>>>

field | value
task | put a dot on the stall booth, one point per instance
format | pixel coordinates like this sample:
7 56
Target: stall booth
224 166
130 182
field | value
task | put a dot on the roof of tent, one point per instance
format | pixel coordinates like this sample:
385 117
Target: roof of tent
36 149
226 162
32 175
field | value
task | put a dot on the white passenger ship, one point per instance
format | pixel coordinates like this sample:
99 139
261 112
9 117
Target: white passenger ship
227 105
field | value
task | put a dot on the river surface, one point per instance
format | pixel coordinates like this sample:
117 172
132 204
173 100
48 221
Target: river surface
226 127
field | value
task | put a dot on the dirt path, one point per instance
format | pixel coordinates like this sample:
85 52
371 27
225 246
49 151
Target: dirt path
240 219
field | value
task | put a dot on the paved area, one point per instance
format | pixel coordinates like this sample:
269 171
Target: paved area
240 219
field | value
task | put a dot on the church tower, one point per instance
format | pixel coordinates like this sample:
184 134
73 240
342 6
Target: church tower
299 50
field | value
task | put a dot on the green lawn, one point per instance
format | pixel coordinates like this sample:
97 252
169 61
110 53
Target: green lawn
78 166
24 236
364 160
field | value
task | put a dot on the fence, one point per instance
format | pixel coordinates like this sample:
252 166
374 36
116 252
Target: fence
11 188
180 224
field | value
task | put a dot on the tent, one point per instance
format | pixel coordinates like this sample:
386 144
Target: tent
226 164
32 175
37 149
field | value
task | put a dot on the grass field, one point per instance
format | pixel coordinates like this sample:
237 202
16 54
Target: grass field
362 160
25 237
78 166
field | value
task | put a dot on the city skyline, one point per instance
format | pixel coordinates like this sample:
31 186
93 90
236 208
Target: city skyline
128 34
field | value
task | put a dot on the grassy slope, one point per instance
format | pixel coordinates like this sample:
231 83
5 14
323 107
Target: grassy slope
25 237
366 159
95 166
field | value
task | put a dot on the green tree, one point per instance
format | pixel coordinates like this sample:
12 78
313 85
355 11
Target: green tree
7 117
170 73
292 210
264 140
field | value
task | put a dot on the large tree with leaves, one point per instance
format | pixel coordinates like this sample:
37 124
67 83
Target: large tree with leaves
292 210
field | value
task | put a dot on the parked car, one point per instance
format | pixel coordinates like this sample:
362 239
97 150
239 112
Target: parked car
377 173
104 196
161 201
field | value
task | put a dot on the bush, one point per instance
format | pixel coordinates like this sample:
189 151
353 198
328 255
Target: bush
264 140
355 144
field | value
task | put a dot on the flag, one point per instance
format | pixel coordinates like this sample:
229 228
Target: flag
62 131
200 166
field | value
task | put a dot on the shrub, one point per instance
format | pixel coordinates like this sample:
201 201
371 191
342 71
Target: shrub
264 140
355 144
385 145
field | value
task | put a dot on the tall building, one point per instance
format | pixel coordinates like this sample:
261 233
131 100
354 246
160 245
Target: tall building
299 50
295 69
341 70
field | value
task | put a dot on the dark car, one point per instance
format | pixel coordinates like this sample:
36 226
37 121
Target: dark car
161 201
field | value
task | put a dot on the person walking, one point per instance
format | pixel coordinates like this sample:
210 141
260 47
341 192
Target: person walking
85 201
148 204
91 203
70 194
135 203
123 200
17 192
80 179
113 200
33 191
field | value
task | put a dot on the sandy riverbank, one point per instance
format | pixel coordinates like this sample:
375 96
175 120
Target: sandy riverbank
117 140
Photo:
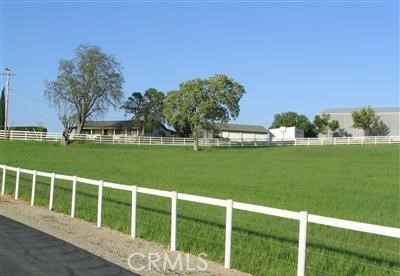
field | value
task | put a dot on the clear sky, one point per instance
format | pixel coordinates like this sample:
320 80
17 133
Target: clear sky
301 56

<<<

** Stated exercise **
Locate and copy each line in the records above that contains the word "ship"; case counts.

** Exercise response **
task | put a dot on the white passenger ship, one point per instance
Target: white passenger ship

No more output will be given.